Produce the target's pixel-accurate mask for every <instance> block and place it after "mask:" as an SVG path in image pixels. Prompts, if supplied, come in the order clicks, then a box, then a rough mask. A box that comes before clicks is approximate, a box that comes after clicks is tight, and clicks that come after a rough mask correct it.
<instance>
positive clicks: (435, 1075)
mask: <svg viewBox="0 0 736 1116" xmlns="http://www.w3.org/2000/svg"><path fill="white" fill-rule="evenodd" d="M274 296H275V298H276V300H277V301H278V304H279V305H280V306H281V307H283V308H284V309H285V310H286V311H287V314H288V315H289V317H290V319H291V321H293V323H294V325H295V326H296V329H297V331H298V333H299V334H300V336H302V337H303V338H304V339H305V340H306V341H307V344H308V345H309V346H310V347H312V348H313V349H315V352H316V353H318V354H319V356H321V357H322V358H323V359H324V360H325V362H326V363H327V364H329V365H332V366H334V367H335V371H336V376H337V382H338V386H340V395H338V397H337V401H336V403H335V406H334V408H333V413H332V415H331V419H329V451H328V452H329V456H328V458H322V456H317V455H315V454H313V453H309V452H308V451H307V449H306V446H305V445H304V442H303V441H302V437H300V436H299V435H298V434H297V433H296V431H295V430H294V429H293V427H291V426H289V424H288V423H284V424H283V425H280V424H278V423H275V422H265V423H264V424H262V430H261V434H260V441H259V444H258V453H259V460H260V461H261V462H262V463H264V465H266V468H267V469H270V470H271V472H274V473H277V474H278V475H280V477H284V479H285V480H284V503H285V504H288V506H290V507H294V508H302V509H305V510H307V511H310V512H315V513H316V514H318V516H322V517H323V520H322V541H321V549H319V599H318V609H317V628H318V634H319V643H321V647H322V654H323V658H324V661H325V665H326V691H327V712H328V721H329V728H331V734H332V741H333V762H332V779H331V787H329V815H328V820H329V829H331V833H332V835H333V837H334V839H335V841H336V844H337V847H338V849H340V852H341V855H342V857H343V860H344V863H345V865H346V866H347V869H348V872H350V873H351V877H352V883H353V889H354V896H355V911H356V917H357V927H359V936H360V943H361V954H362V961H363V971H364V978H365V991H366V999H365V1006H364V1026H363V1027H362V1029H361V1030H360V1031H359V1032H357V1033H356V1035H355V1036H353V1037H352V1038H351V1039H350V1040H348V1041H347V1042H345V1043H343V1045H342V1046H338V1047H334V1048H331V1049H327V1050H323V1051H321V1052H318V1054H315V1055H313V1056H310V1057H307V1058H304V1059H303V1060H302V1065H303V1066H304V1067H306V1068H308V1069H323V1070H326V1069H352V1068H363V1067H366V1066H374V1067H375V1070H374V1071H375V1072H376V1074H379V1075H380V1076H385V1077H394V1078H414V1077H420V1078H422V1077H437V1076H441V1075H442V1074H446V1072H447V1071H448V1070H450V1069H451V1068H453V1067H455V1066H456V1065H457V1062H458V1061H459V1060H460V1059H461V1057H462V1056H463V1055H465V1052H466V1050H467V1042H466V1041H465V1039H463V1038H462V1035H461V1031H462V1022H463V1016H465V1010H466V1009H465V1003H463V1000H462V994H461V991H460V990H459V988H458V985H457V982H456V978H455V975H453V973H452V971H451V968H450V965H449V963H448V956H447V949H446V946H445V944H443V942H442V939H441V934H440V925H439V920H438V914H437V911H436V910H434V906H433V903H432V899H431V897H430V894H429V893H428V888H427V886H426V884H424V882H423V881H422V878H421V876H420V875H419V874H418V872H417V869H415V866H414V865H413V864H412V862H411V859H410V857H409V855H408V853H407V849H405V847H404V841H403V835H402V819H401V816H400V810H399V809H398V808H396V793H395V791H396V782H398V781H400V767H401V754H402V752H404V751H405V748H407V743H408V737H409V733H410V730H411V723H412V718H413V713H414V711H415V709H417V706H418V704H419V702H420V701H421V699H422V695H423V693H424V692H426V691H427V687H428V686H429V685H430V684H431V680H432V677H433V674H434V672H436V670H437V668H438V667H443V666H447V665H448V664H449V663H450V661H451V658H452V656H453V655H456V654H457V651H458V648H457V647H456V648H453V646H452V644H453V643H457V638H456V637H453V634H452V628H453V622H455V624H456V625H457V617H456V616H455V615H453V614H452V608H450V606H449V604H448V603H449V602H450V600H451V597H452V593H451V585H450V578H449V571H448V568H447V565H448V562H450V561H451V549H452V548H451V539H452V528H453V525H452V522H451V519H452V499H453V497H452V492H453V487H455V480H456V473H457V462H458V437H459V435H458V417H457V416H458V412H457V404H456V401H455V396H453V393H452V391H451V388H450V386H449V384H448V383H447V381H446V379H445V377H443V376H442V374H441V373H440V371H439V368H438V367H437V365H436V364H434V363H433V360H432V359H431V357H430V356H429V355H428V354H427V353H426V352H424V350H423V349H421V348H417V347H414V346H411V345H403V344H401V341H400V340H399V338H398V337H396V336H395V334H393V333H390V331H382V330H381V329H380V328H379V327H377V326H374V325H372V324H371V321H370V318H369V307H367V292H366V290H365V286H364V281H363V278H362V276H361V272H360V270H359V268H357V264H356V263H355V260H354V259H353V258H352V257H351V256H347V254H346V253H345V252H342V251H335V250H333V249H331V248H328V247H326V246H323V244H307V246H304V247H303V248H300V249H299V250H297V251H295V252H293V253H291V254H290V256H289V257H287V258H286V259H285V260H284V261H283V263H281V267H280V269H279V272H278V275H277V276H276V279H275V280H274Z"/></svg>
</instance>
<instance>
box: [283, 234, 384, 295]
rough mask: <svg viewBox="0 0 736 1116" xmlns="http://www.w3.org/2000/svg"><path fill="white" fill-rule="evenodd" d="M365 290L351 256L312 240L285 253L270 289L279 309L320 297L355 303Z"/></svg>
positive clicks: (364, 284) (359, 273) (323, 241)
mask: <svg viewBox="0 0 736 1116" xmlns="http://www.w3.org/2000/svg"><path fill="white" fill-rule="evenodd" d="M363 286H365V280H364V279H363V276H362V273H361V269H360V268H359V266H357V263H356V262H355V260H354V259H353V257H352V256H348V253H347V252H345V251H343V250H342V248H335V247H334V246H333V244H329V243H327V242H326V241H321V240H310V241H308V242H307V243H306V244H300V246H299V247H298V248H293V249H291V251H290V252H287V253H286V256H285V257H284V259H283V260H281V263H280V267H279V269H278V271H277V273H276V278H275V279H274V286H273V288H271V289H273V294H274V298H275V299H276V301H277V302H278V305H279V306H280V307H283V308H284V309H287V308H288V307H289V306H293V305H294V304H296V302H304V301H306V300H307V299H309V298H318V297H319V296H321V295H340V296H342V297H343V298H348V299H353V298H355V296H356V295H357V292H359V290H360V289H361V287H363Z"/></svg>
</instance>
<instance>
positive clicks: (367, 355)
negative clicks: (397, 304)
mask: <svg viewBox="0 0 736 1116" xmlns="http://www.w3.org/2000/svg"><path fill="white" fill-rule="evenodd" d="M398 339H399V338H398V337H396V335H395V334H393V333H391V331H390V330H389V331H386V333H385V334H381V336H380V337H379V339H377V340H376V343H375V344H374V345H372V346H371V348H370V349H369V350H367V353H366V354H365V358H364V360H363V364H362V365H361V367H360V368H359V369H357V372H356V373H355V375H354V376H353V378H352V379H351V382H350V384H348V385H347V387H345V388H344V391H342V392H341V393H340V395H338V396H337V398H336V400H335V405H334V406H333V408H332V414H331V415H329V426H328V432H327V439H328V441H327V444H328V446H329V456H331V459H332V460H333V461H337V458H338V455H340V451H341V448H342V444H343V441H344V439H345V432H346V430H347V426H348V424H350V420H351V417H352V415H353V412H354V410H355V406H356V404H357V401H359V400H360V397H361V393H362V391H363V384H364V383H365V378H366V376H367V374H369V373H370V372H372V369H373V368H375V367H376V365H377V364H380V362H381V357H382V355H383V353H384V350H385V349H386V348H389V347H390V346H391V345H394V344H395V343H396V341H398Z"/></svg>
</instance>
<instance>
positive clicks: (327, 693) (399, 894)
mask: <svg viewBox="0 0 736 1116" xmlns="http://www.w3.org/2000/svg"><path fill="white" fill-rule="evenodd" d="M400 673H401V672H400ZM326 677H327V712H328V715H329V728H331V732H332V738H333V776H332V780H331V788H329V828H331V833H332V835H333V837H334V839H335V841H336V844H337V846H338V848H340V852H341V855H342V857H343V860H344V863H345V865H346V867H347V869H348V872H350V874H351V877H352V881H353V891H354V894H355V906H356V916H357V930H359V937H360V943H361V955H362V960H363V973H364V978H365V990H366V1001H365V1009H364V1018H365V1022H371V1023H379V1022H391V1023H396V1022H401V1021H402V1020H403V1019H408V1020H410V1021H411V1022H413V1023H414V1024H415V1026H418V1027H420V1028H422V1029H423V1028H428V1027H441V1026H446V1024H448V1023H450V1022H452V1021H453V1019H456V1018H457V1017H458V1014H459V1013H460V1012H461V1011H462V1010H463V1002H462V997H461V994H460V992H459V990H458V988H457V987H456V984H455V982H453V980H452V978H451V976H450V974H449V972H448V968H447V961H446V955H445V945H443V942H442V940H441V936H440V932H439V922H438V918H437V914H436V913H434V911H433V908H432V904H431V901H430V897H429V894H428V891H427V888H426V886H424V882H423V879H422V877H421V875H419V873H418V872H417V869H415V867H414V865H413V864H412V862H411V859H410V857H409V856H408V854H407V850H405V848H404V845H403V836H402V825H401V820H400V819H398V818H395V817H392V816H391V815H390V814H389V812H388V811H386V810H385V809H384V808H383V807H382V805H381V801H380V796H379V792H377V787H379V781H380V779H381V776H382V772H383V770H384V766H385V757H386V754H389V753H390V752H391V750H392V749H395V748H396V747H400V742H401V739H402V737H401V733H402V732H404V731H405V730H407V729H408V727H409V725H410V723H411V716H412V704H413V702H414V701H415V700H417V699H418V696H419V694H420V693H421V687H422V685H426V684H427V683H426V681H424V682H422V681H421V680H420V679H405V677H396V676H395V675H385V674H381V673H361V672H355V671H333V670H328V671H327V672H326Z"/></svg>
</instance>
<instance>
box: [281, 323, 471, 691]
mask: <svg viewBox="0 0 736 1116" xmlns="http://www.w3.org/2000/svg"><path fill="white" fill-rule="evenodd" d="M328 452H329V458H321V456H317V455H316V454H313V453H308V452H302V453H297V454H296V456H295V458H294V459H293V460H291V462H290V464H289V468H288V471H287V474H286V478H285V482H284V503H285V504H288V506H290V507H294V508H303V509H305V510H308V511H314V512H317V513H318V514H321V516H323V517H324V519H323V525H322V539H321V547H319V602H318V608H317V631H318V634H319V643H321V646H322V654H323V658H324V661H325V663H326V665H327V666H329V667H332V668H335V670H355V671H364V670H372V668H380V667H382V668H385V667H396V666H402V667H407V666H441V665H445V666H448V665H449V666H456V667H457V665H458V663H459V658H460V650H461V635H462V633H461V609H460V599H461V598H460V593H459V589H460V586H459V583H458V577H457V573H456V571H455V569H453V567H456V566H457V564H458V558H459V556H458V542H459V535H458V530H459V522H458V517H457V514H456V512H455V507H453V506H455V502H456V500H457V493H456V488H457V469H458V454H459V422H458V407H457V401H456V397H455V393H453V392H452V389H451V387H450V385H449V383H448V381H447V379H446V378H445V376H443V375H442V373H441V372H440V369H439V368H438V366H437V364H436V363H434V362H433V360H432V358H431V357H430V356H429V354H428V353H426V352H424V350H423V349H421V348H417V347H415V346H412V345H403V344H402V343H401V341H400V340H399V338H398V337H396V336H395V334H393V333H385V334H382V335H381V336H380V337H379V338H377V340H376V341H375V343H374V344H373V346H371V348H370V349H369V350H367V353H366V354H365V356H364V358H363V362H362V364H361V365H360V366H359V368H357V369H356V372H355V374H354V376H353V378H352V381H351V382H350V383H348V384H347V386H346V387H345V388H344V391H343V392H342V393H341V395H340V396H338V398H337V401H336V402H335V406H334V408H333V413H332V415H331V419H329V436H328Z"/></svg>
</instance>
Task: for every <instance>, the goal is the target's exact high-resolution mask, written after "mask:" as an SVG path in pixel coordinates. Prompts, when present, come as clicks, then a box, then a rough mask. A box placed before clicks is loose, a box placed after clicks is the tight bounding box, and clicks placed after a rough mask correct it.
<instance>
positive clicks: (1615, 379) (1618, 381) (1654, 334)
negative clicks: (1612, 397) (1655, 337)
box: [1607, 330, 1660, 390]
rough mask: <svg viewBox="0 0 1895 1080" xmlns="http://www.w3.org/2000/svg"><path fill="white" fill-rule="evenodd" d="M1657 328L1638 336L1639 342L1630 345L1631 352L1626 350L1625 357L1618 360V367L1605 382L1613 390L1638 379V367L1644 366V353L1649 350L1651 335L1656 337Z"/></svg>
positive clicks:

# Instructions to follow
Reproduce, word for word, the lines running from the start of the records through the line containing "positive clicks: (435, 1075)", including that line.

# Your solution
Produce the target's pixel-accurate mask for every <instance> block and place it after "mask:" as an SVG path in image pixels. Prompts, if supplied, come in the order clicks, then a box, then a rough mask. A box that comes before clicks is approximate, a box that comes after clicks is tight, and clicks that come after a rough mask correct it.
<instance>
positive clicks: (435, 1075)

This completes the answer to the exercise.